==== PROVIDED DATA ====

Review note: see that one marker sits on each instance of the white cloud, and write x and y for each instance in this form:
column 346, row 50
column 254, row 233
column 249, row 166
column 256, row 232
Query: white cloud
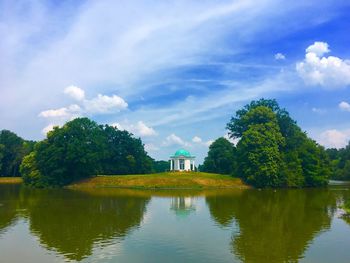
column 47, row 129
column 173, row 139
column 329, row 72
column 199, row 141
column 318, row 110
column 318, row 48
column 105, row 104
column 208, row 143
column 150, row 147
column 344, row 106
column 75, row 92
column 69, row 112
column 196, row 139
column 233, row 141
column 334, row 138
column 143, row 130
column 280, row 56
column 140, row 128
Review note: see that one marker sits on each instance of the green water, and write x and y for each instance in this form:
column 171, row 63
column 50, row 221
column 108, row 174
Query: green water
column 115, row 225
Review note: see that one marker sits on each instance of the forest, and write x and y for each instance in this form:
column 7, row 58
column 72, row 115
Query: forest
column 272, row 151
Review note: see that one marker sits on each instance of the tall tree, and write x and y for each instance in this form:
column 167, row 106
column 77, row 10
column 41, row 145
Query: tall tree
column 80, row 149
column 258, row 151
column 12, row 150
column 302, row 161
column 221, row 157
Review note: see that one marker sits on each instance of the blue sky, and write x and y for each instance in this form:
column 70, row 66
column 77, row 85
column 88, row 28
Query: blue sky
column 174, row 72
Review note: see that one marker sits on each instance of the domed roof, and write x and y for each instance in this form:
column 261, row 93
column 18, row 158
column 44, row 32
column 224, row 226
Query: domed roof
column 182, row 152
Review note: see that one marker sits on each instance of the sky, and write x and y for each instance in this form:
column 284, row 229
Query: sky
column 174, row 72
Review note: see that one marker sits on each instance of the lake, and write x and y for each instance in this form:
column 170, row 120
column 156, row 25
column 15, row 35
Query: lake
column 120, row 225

====
==== PROVIDED DATA ====

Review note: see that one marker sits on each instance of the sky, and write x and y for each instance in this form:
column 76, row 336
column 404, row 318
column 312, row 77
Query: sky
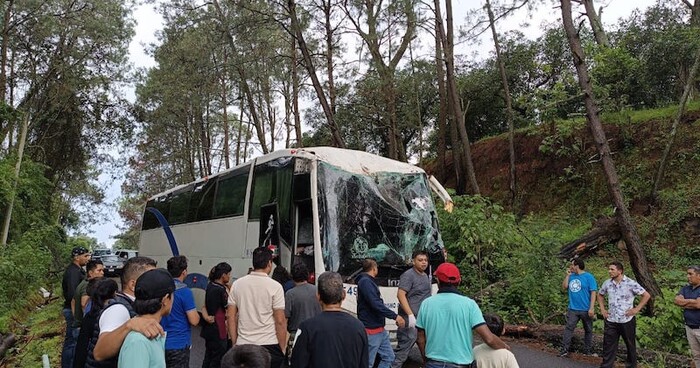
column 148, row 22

====

- _TASK TO CARRY OUT_
Set down, from the entries above, exactly the lines from the one with "the forest, and" up to and including the one with "column 167, row 106", and no other lines.

- _RESULT_
Review note: see that one marker sits on each instance of the forest, and write x and y for each instance in this form:
column 7, row 58
column 72, row 115
Query: forest
column 272, row 151
Review note: see that one marker sits on each instance of the tall tree, and write x and y for each instance in this form:
column 167, row 106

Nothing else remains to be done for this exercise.